Studio album by the Temptations
- Released: November 1, 1965
- Recorded: March 1964 – August 1965
- Studios: Hitsville U.S.A., Detroit
- Genres: Soul, doo wop
- Length: 31:33
- Label: Gordy
- Producers: Smokey Robinson, William "Mickey" Stevenson, Ivy Jo Hunter, Norman Whitfield

The Temptations chronology
| The Temptations Sing Smokey (1965) | The Temptin' Temptations (1965) | Gettin' Ready (1966) |

Singles from The Temptin' Temptations
- "Since I Lost My Baby" / "You've Got to Earn It" Released: June 1, 1965; "My Baby" / "Don't Look Back" Released: September 30, 1965 (1st pressing), October 30, 1965 (2nd pressing);

= The Temptin' Temptations =

The Temptin' Temptations is the third studio album by the Temptations for the Gordy (Motown) label released in 1965. The album includes several of the group's hits from 1965, and also includes a handful of singles that were not included on the Temptations' first 1965 album, The Temptations Sing Smokey. Among these are the 1964 singles "Girl (Why You Wanna Make Me Blue)" and "I'll Be in Trouble"; and the 1965 singles "Since I Lost My Baby", and "My Baby". Seven of the album's 12 tracks had previously been released as singles and their B-sides, though "My Baby" preceded the album only by a month.

········

> **Exercise prompt**:
Reproduce the album entry word for word, starting with "Singles from The" and going on through "by a month.".

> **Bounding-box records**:
········

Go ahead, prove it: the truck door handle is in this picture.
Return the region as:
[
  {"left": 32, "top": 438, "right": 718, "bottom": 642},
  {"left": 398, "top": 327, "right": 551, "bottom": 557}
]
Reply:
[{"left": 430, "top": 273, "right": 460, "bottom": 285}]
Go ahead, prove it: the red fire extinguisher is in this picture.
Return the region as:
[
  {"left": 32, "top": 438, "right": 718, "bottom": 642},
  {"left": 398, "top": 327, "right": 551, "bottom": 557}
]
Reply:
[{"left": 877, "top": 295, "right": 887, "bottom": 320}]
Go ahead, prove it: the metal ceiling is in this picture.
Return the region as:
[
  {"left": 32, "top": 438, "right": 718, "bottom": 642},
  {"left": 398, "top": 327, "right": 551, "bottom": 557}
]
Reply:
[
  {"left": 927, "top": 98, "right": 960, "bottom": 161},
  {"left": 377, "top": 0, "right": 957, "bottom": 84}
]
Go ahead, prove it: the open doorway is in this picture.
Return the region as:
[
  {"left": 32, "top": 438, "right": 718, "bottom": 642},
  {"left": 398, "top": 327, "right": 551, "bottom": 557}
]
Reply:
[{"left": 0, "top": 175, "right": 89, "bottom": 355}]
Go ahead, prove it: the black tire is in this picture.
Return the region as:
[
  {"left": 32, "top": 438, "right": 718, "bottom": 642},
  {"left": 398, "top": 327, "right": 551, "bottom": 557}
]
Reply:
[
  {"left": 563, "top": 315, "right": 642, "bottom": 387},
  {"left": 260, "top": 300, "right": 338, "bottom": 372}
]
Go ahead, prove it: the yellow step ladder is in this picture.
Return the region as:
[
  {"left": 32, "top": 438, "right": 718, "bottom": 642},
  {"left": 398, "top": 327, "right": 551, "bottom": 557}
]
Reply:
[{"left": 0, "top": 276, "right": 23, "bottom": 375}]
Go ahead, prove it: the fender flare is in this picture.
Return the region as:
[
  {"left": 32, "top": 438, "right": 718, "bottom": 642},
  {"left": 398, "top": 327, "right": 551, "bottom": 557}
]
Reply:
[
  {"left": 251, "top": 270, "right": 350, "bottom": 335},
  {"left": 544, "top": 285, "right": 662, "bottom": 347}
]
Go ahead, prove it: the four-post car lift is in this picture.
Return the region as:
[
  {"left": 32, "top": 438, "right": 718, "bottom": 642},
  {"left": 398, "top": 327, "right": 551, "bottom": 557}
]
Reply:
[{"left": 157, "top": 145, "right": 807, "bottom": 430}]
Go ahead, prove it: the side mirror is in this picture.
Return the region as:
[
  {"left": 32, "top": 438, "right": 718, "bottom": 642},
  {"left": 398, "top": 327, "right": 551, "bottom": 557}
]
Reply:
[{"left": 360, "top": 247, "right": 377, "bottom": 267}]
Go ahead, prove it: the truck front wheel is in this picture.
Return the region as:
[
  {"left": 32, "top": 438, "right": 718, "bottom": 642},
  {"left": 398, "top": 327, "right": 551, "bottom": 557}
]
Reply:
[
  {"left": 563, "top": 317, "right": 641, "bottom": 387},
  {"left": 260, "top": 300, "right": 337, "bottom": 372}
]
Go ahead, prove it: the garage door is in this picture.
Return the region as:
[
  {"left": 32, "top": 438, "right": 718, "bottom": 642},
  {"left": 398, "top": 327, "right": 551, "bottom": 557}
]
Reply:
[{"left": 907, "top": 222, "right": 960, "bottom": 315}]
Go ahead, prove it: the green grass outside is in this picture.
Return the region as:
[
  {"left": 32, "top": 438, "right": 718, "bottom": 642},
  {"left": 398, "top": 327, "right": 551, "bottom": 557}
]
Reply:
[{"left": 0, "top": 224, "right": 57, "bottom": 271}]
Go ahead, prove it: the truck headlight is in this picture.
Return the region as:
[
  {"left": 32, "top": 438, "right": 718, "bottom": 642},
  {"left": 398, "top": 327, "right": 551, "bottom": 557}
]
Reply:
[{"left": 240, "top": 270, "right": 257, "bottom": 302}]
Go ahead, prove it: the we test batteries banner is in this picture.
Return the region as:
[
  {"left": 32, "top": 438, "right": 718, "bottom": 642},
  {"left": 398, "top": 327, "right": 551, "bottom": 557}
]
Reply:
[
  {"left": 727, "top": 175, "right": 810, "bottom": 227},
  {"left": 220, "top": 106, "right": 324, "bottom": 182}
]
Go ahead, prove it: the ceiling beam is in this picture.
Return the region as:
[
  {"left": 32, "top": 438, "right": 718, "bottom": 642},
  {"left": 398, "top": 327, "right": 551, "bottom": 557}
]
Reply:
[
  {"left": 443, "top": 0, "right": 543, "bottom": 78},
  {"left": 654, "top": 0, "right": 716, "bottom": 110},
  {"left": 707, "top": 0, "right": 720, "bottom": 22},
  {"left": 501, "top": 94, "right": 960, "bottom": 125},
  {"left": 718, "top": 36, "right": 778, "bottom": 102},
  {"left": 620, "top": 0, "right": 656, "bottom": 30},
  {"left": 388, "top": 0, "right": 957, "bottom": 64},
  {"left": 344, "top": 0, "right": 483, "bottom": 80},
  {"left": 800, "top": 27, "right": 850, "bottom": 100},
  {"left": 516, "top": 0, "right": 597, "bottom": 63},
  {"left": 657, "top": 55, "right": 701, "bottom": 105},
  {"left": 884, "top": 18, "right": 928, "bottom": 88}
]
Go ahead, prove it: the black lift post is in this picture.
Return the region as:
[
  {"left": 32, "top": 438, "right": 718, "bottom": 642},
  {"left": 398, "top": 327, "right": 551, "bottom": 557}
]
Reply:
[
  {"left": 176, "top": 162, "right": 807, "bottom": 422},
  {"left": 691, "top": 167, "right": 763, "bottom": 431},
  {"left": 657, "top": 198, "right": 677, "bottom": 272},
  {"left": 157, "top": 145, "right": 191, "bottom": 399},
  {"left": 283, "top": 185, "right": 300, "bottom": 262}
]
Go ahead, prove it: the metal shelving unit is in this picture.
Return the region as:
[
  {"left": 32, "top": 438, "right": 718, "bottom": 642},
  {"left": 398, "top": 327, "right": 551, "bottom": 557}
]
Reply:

········

> **Output**:
Singles from The Temptin' Temptations
- "Since I Lost My Baby" / "You've Got to Earn It" Released: June 1, 1965; "My Baby" / "Don't Look Back" Released: September 30, 1965 (1st pressing), October 30, 1965 (2nd pressing);

= The Temptin' Temptations =

The Temptin' Temptations is the third studio album by the Temptations for the Gordy (Motown) label released in 1965. The album includes several of the group's hits from 1965, and also includes a handful of singles that were not included on the Temptations' first 1965 album, The Temptations Sing Smokey. Among these are the 1964 singles "Girl (Why You Wanna Make Me Blue)" and "I'll Be in Trouble"; and the 1965 singles "Since I Lost My Baby", and "My Baby". Seven of the album's 12 tracks had previously been released as singles and their B-sides, though "My Baby" preceded the album only by a month.